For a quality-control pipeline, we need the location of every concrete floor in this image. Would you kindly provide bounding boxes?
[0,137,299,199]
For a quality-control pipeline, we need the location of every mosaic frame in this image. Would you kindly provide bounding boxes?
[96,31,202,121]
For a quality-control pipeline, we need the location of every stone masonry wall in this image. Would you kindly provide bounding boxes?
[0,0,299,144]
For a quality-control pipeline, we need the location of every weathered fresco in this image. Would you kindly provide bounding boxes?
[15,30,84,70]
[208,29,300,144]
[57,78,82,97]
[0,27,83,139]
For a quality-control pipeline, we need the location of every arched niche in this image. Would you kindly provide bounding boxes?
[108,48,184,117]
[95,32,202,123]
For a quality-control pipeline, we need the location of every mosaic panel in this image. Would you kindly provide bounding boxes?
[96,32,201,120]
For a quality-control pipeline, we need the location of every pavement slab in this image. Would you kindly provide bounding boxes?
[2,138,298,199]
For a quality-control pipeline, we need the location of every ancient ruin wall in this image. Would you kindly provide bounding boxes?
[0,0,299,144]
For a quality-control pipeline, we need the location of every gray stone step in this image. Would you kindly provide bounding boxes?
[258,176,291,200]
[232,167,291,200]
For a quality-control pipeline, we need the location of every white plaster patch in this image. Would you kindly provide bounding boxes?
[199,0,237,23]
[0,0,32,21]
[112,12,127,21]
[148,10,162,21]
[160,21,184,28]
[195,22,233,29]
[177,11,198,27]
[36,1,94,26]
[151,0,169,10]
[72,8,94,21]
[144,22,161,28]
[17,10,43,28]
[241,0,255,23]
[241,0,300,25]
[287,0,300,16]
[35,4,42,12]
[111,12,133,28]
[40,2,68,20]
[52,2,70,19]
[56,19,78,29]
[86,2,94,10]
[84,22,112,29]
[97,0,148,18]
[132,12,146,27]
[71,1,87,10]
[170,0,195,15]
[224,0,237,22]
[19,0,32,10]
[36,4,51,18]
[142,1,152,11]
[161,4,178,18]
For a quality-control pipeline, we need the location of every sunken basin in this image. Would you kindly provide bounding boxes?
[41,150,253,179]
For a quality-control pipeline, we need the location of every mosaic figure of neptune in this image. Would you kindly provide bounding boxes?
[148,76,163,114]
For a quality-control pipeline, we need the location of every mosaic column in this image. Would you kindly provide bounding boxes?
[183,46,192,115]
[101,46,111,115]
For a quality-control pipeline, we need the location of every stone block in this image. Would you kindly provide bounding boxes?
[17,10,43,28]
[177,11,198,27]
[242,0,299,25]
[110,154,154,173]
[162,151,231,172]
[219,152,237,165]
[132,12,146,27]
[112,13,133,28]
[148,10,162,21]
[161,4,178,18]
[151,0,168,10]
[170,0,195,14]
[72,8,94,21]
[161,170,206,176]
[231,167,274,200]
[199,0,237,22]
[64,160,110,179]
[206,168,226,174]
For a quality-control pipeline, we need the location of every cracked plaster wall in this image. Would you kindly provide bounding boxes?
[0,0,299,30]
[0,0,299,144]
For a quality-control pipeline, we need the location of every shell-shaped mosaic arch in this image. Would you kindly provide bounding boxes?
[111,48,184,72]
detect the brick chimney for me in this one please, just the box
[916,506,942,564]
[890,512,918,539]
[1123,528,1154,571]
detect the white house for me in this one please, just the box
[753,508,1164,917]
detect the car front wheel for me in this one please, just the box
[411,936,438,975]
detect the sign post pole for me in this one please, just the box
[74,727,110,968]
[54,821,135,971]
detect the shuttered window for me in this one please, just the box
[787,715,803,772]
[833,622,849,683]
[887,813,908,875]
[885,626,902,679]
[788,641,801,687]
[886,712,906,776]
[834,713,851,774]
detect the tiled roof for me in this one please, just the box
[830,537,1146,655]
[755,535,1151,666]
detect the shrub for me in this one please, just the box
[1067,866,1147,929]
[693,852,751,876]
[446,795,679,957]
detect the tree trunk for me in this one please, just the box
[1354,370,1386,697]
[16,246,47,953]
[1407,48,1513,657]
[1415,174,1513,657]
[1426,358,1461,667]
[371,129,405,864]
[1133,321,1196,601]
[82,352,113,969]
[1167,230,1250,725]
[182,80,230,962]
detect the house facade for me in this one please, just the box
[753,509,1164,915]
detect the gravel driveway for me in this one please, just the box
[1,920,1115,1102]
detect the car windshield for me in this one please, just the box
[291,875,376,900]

_What you should do_.
All of the data above should be reproduced word for word.

_Answer space_.
For a quality-control pipeline, we need the location of every concrete floor in this image. Would you kindly provide bounding boxes?
[0,137,299,199]
For a quality-control pipeline, we need the location of every mosaic frame in this image. Would you kindly provide bounding boxes?
[96,31,202,121]
For a quality-control pipeline, we need the location of every stone masonry wall in this image. Would you kindly provide bounding boxes?
[0,0,299,144]
For a quality-control pipeline, we need the location of every weathered fresco in this image. Would you kindly provide bounding boxes?
[15,30,84,70]
[208,29,300,144]
[57,78,82,97]
[0,27,83,139]
For a quality-control pipeline, we need the location of every arched niche in this image. Would you kindly provide bounding boxes?
[108,48,184,117]
[95,32,202,123]
For a quality-control pipeline, we need the location of every mosaic panel in this image. Would you kindly provide bounding boxes?
[96,32,201,120]
For a quality-control pipeline, we need the location of every pavement slab in this image. Would you kindly provide bounding boxes?
[2,138,298,199]
For a quality-control pipeline, we need the location of every ancient ruin wall in this image. Would you kindly provide bounding boxes?
[0,0,299,144]
For a quality-control pipeline, we need the location of every gray stone step in this image. Would you kindly provide bounding boxes?
[258,176,291,200]
[232,167,291,200]
For a quality-control pipeline, we need the location of every white plaster patch in this image. Would you kindly provide bounding boxes?
[199,0,237,23]
[0,0,32,21]
[112,12,127,21]
[148,10,162,21]
[160,21,184,28]
[195,22,233,29]
[177,11,198,27]
[36,1,94,26]
[151,0,169,10]
[72,8,94,21]
[144,22,161,28]
[17,10,43,28]
[241,0,255,23]
[241,0,300,25]
[287,0,300,16]
[35,4,42,12]
[111,12,133,28]
[40,2,68,20]
[52,2,70,19]
[56,19,78,29]
[86,2,94,10]
[84,22,112,29]
[97,0,148,18]
[132,12,146,27]
[71,1,87,10]
[170,0,195,15]
[224,0,237,22]
[19,0,32,10]
[36,4,51,18]
[142,1,152,11]
[161,4,178,18]
For a quality-control pipeline, we need the location of every sunken basin in this image. Would you kindly provide bounding boxes?
[41,150,253,179]
For a quality-control pipeline, we need the location of every mosaic figure of neptune in this image. Would you kindly provide bounding boxes?
[148,76,163,114]
For a quality-control pipeline, we need the location of every mosaic column in this image. Would you kindly provide bounding boxes?
[183,46,192,115]
[101,46,111,115]
For a quality-control pipeline, we need the location of every stone block in this image. Would you kindly provide bounding boxes?
[17,10,43,28]
[177,11,198,27]
[242,0,299,25]
[110,154,154,173]
[162,151,231,172]
[219,152,237,165]
[132,12,146,27]
[112,13,133,28]
[148,10,162,21]
[161,4,178,18]
[151,0,168,10]
[170,0,195,14]
[72,8,94,21]
[161,170,206,176]
[231,167,274,200]
[199,0,237,22]
[64,160,110,179]
[206,168,226,174]
For a quality-control pipeline, we need the location of every cracked plaster wall in this image. Would you kindly provide bounding boxes?
[0,0,299,30]
[0,0,299,144]
For a quality-control pipeline, we need the location of every shell-shaped mosaic arch in this image. Would you kindly provide bounding boxes?
[111,48,184,72]
detect the brick chimney for me in this one please, just the box
[916,506,942,564]
[890,512,918,539]
[1123,528,1154,571]
detect the white house for me in this one please, just the box
[753,508,1164,917]
detect the car front wheel for me in this one please, just the box
[411,936,438,975]
detect the sign post pole for me in this one please, just the box
[74,727,110,968]
[54,821,135,971]
detect the shuttered window for me in this one please, just the box
[787,715,803,772]
[833,622,849,683]
[887,813,908,875]
[885,626,902,679]
[788,641,801,687]
[886,712,906,776]
[834,713,851,774]
detect the tiled roof for me in this one please, just the box
[830,537,1146,655]
[755,535,1151,666]
detect the shrub for me in this one please, just the box
[1067,866,1147,929]
[693,852,751,876]
[446,795,679,957]
detect the tree trunk for me in this one please, just the box
[1354,370,1386,697]
[16,246,47,953]
[1407,48,1513,657]
[1415,174,1513,657]
[1426,358,1461,667]
[371,129,405,864]
[1133,321,1196,601]
[82,352,113,969]
[1167,230,1250,725]
[182,80,230,962]
detect the house facade for me in this one please, just the box
[753,509,1164,915]
detect the gravel driveway for me in this one please, just the box
[1,920,1115,1102]
detect the car windshield for me in this one please, just the box
[291,875,376,900]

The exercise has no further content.